EXERCISE OBJECTIVE - Set down exactly the lines below, starting at the one that contains "INSTRUCTION = locate a point on each instance of the clock" and ending at the one that contains "TARGET = stone finial", with both of those lines included and nothing else.

DATA TO EXAMINE -
···
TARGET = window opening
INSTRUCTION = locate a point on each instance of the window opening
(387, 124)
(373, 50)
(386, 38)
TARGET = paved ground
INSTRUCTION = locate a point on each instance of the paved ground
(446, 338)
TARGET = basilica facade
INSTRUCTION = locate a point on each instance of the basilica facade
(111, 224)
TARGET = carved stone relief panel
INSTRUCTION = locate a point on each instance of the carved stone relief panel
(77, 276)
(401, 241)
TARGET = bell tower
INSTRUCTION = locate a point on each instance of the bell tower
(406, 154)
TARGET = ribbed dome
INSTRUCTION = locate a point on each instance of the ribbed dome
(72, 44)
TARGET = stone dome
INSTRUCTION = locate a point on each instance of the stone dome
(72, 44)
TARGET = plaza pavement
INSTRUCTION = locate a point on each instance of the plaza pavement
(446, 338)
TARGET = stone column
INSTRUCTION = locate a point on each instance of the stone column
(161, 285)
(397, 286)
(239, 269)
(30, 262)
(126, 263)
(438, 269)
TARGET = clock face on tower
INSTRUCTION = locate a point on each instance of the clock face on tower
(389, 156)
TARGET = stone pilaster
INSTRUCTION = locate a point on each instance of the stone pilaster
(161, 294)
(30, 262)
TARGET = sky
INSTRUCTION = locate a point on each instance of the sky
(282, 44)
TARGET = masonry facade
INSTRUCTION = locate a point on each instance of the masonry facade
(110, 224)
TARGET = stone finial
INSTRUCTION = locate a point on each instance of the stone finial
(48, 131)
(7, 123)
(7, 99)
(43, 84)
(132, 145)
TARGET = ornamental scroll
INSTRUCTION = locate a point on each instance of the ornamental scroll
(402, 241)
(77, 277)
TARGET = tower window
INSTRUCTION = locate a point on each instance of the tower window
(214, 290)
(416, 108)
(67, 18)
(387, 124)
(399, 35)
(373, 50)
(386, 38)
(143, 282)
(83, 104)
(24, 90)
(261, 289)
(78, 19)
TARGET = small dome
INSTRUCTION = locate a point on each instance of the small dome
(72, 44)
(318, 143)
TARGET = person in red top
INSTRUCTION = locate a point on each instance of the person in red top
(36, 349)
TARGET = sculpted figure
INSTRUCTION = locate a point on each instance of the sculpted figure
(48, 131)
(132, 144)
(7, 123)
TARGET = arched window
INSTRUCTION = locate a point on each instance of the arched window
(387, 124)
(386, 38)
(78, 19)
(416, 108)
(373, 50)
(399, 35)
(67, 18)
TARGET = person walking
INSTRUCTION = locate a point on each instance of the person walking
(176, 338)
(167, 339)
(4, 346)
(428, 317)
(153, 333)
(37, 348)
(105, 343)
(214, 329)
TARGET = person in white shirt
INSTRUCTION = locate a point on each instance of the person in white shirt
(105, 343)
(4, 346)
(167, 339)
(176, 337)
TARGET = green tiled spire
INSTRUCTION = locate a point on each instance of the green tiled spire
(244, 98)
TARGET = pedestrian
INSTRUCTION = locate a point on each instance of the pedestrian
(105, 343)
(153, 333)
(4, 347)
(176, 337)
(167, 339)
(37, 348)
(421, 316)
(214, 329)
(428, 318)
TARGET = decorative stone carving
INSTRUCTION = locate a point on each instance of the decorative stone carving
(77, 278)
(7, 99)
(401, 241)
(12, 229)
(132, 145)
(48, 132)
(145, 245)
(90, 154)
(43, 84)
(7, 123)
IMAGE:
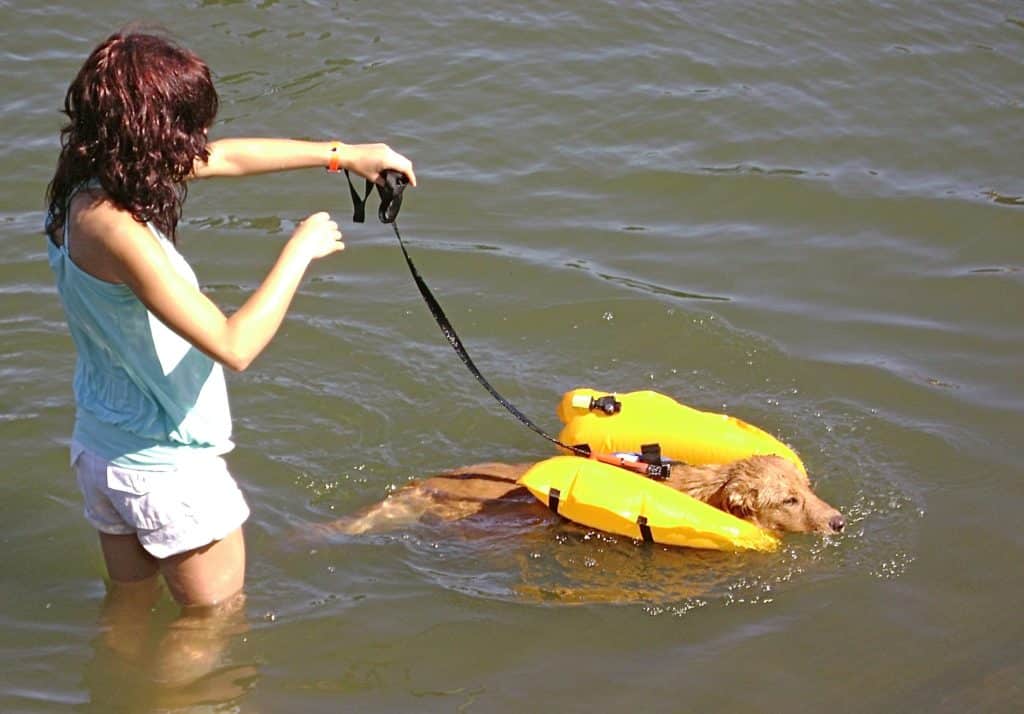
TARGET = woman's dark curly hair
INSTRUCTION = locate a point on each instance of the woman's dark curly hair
(138, 112)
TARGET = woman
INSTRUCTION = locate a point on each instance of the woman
(152, 419)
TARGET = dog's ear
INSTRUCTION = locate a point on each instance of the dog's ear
(740, 498)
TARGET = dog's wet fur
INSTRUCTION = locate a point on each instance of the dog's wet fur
(767, 491)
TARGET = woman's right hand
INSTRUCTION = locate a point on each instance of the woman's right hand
(369, 160)
(316, 237)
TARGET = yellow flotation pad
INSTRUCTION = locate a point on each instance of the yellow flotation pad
(683, 432)
(619, 501)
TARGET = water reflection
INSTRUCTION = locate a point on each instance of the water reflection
(148, 657)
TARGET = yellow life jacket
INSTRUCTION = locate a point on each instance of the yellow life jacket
(683, 432)
(617, 501)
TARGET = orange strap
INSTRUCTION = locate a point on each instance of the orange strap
(334, 163)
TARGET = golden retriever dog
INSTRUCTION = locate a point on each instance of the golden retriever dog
(767, 491)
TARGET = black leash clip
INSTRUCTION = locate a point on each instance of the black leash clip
(389, 190)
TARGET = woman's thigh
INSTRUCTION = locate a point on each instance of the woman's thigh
(207, 576)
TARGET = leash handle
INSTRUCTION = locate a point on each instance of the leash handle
(393, 182)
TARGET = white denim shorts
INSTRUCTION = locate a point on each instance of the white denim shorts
(169, 511)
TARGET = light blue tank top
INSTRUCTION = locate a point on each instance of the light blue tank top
(145, 397)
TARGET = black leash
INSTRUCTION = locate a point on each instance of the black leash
(649, 462)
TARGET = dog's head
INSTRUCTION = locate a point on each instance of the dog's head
(771, 492)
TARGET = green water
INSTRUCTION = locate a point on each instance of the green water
(806, 214)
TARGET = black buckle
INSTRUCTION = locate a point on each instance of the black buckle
(608, 404)
(657, 468)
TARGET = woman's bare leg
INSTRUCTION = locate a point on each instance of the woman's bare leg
(209, 576)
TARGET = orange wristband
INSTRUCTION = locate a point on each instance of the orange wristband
(334, 163)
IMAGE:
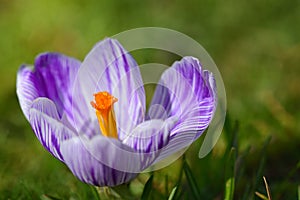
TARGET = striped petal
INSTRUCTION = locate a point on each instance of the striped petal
(47, 126)
(150, 136)
(79, 156)
(53, 78)
(193, 101)
(108, 67)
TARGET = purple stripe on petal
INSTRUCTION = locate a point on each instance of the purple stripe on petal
(108, 67)
(82, 157)
(52, 77)
(45, 122)
(191, 97)
(26, 89)
(150, 136)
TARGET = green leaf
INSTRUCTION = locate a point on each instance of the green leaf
(229, 175)
(147, 189)
(262, 162)
(48, 197)
(298, 192)
(191, 181)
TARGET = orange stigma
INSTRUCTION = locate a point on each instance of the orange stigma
(105, 113)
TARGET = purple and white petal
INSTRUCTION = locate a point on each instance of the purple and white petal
(52, 77)
(108, 67)
(150, 136)
(47, 126)
(56, 74)
(190, 94)
(27, 90)
(85, 156)
(87, 166)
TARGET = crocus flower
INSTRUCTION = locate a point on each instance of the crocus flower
(92, 115)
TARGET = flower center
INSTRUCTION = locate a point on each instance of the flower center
(105, 113)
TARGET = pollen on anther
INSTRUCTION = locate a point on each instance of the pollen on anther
(103, 101)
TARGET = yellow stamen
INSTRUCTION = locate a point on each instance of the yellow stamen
(105, 113)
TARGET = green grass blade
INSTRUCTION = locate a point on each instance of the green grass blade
(230, 176)
(173, 192)
(191, 180)
(147, 189)
(298, 192)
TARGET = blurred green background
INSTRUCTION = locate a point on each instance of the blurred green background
(255, 44)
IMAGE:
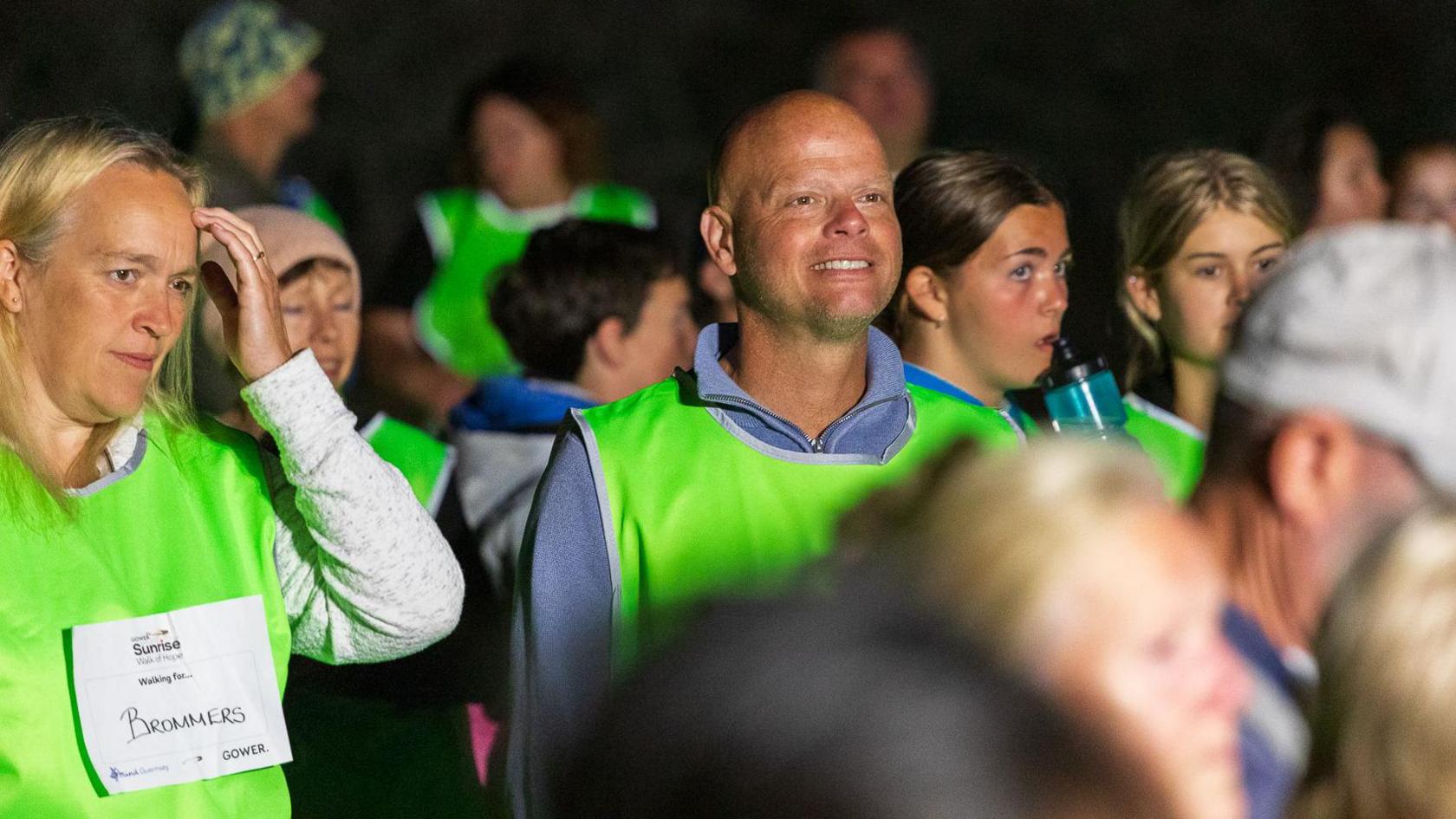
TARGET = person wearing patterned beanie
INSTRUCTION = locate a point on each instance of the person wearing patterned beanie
(248, 68)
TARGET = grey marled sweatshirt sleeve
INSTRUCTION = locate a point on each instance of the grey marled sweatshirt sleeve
(366, 575)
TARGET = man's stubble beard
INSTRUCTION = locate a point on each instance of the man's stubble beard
(826, 325)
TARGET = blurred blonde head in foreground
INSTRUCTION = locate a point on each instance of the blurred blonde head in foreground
(1069, 564)
(1383, 736)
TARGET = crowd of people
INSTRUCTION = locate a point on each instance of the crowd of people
(823, 519)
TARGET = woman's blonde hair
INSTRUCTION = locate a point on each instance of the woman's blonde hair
(982, 536)
(1164, 205)
(41, 168)
(1383, 738)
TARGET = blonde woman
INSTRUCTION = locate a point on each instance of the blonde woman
(1068, 562)
(1200, 231)
(160, 569)
(1383, 742)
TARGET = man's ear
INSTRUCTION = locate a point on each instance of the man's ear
(608, 346)
(717, 228)
(1314, 466)
(926, 295)
(10, 296)
(1139, 284)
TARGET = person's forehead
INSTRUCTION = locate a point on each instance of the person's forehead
(132, 211)
(823, 151)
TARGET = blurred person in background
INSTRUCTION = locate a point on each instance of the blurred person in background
(1329, 427)
(728, 478)
(1066, 562)
(852, 707)
(529, 156)
(985, 288)
(712, 292)
(120, 503)
(1383, 741)
(1329, 166)
(593, 312)
(1424, 185)
(880, 72)
(1200, 232)
(411, 725)
(248, 64)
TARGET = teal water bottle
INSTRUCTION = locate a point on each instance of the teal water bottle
(1082, 395)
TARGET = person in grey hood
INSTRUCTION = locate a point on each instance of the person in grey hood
(595, 312)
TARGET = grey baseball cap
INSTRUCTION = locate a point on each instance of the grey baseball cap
(1360, 321)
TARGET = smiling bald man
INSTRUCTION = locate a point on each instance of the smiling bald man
(730, 477)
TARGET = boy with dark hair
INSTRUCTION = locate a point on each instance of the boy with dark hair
(593, 312)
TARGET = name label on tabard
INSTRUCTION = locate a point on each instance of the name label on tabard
(179, 695)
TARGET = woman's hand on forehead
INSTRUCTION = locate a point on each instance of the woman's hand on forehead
(252, 318)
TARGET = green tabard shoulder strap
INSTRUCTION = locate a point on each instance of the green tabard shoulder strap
(188, 521)
(693, 506)
(423, 459)
(319, 207)
(472, 237)
(1173, 445)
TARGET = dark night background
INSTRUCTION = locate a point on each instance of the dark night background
(1083, 89)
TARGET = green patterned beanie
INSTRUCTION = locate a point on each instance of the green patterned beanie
(241, 51)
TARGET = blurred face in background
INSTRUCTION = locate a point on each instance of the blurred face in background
(321, 310)
(1006, 301)
(1197, 297)
(1350, 183)
(1426, 187)
(517, 155)
(290, 109)
(881, 75)
(1132, 639)
(661, 338)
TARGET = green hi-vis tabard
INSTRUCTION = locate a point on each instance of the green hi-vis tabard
(695, 508)
(423, 459)
(186, 522)
(472, 237)
(1173, 445)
···
RESULT OF THIS TASK -
INSTRUCTION = locate a point on each instance of the clock face on tower
(389, 156)
TARGET = stone pilaster
INSTRUCTION = locate a point on each instance of the stone pilaster
(161, 294)
(30, 262)
TARGET = sky
INSTRUCTION = locate a point on each instance of the sky
(282, 44)
TARGET = masonry facade
INSTRUCTION = locate a point on each instance of the masonry facade
(110, 224)
TARGET = stone finial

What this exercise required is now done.